__Task objective__. Reproduce the stretch from the start of the rows below through the line that contains "rough mask: <svg", including both ends, and omit the picture from your copy.

__Extracted material__.
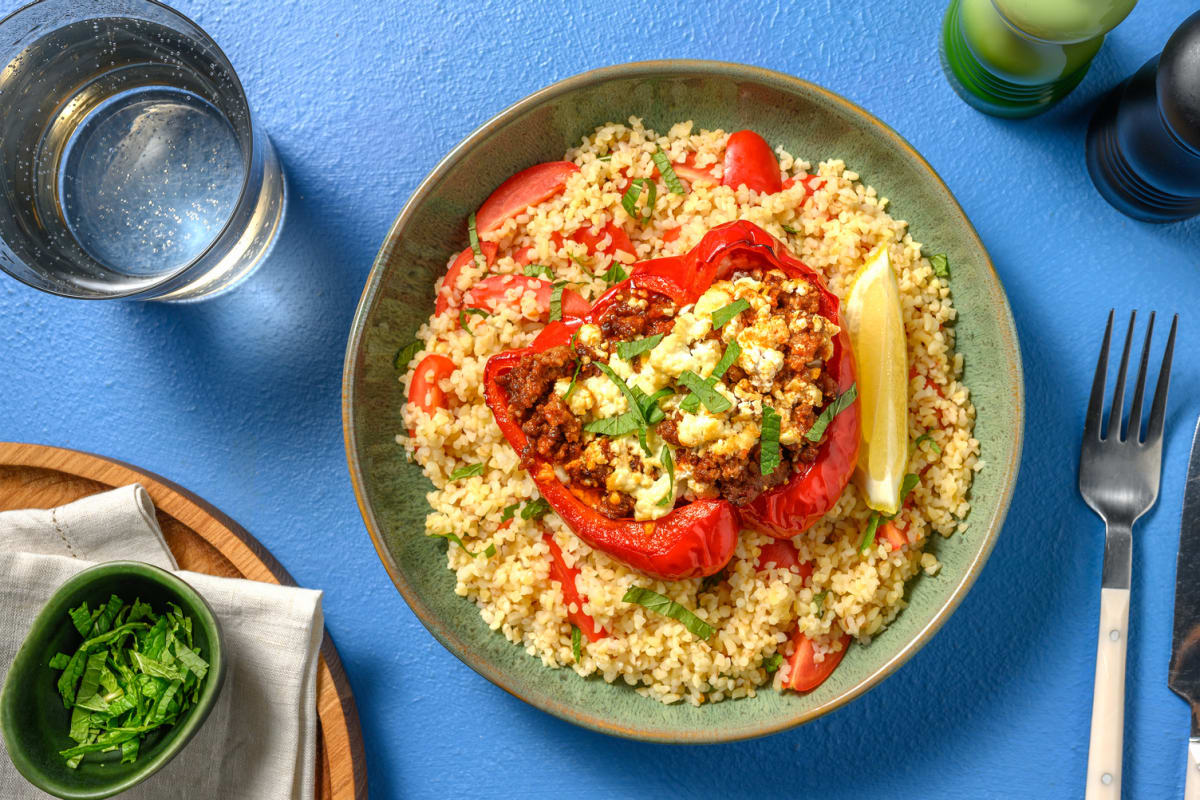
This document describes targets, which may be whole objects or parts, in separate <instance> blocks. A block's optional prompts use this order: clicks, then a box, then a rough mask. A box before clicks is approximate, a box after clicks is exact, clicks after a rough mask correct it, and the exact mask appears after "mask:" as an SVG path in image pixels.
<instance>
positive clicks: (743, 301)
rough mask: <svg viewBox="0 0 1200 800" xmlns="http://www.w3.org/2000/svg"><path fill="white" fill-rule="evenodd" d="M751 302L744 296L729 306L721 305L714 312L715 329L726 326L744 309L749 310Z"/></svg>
mask: <svg viewBox="0 0 1200 800" xmlns="http://www.w3.org/2000/svg"><path fill="white" fill-rule="evenodd" d="M749 309H750V303H749V302H746V300H745V299H744V297H738V299H737V300H734V301H733V302H731V303H730V305H727V306H721V307H720V308H718V309H716V311H714V312H713V330H714V331H715V330H718V329H721V327H725V325H726V323H728V321H730V320H731V319H733V318H734V317H737V315H738V314H740V313H742V312H743V311H749Z"/></svg>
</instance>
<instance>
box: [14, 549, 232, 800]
mask: <svg viewBox="0 0 1200 800" xmlns="http://www.w3.org/2000/svg"><path fill="white" fill-rule="evenodd" d="M114 594H115V595H118V596H120V597H121V599H122V600H125V601H126V602H133V600H134V597H140V599H142V601H143V602H148V603H150V606H151V607H154V609H155V610H156V612H157V610H160V609H162V608H164V607H166V604H167V603H168V602H172V603H175V604H178V606H179V607H180V608H181V609H184V613H185V614H187V615H188V616H191V618H192V621H193V631H192V633H193V636H194V639H196V645H197V649H198V651H199V652H200V655H203V656H204V658H205V660H208V662H209V664H210V667H209V674H208V675H206V678H205V684H204V687H203V688H202V690H200V697H199V700H198V702H197V703H196V705H194V706H193V708H192V709H191V710H190V711H188V712H187V715H186V716H185V717H184V718H182V720H180V721H179V722H178V723H176V724H175V726H173V727H170V728H167V729H164V730H162V732H156V733H155V734H152V735H150V736H148V738H146V739H144V740H143V742H142V748H140V753H139V754H138V759H137V760H136V762H133V763H132V764H121V763H120V762H121V754H120V752H114V753H102V754H101V756H100V757H98V758H97V757H89V758H85V759H84V760H83V762H82V763H80V764H79V768H78V769H73V770H72V769H68V768H67V765H66V762H64V759H62V757H61V756H59V751H60V750H65V748H67V747H71V746H72V745H74V742H73V741H72V740H71V739H70V738H68V736H67V728H68V727H70V722H71V712H70V711H68V710H67V709H65V708H64V706H62V697H61V694H59V690H58V685H56V682H58V675H59V673H58V672H55V670H53V669H50V668H49V667H48V666H47V664H48V663H49V661H50V658H52V657H53V656H54V654H55V652H66V654H71V652H74V650H76V648H78V646H79V643H80V640H82V639H80V637H79V633H78V631H76V628H74V626H73V625H72V624H71V618H70V615H68V614H67V612H68V610H70V609H71V608H74V607H77V606H78V604H79V603H82V602H84V601H86V602H88V604H89V606H91V607H96V606H97V604H103V603H104V602H107V601H108V599H109V596H110V595H114ZM222 652H223V651H222V648H221V626H220V625H218V624H217V619H216V616H215V615H214V614H212V609H211V608H209V604H208V603H206V602H204V599H203V597H200V595H198V594H197V593H196V590H194V589H192V588H191V587H190V585H187V584H186V583H184V582H182V581H181V579H180V578H178V577H175V576H174V575H172V573H170V572H167V571H166V570H160V569H158V567H156V566H151V565H149V564H142V563H139V561H109V563H107V564H100V565H97V566H94V567H91V569H88V570H84V571H83V572H80V573H78V575H76V576H74V577H73V578H71V579H70V581H67V582H66V583H64V584H62V585H61V587H59V589H58V590H56V591H55V593H54V594H53V595H52V596H50V600H49V602H47V603H46V608H43V609H42V610H41V613H40V614H38V615H37V619H35V620H34V625H32V627H30V630H29V634H28V636H26V637H25V642H24V643H23V644H22V645H20V650H18V651H17V658H16V660H14V661H13V662H12V668H11V669H10V670H8V676H7V679H6V680H5V685H4V690H2V691H0V732H2V733H4V741H5V746H6V747H7V748H8V756H10V757H11V758H12V763H13V764H14V765H16V766H17V769H18V770H20V774H22V775H24V776H25V778H26V780H29V782H30V783H32V784H34V786H36V787H37V788H40V789H42V790H43V792H48V793H49V794H53V795H54V796H56V798H65V799H68V800H95V799H96V798H109V796H112V795H114V794H118V793H120V792H125V790H126V789H128V788H131V787H133V786H137V784H138V783H140V782H142V781H144V780H146V778H148V777H150V776H151V775H154V774H155V772H157V771H158V770H160V769H162V768H163V766H164V765H166V764H167V762H169V760H170V759H172V758H174V757H175V756H176V754H179V751H181V750H182V748H184V746H185V745H187V742H188V740H191V738H192V736H194V735H196V732H197V730H199V728H200V726H202V724H203V723H204V718H205V717H206V716H208V715H209V711H211V710H212V706H214V705H215V704H216V699H217V694H220V693H221V684H222V682H223V681H224V657H223V655H222Z"/></svg>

__Result for this exercise__.
This document describes targets, which may be whole objects or parts, in separate <instance> blocks. A block's optional prompts use this order: clicks, then a box, then a rough mask. A box before clicks is approximate, a box after clicks is exact, clicks after a rough mask correct it, and the exact mask appears after "mask:" as an SVG path in image pixels.
<instance>
positive clicks: (743, 301)
rough mask: <svg viewBox="0 0 1200 800" xmlns="http://www.w3.org/2000/svg"><path fill="white" fill-rule="evenodd" d="M751 302L744 296L729 306L721 305L714 312L715 329L726 326L744 309L749 310Z"/></svg>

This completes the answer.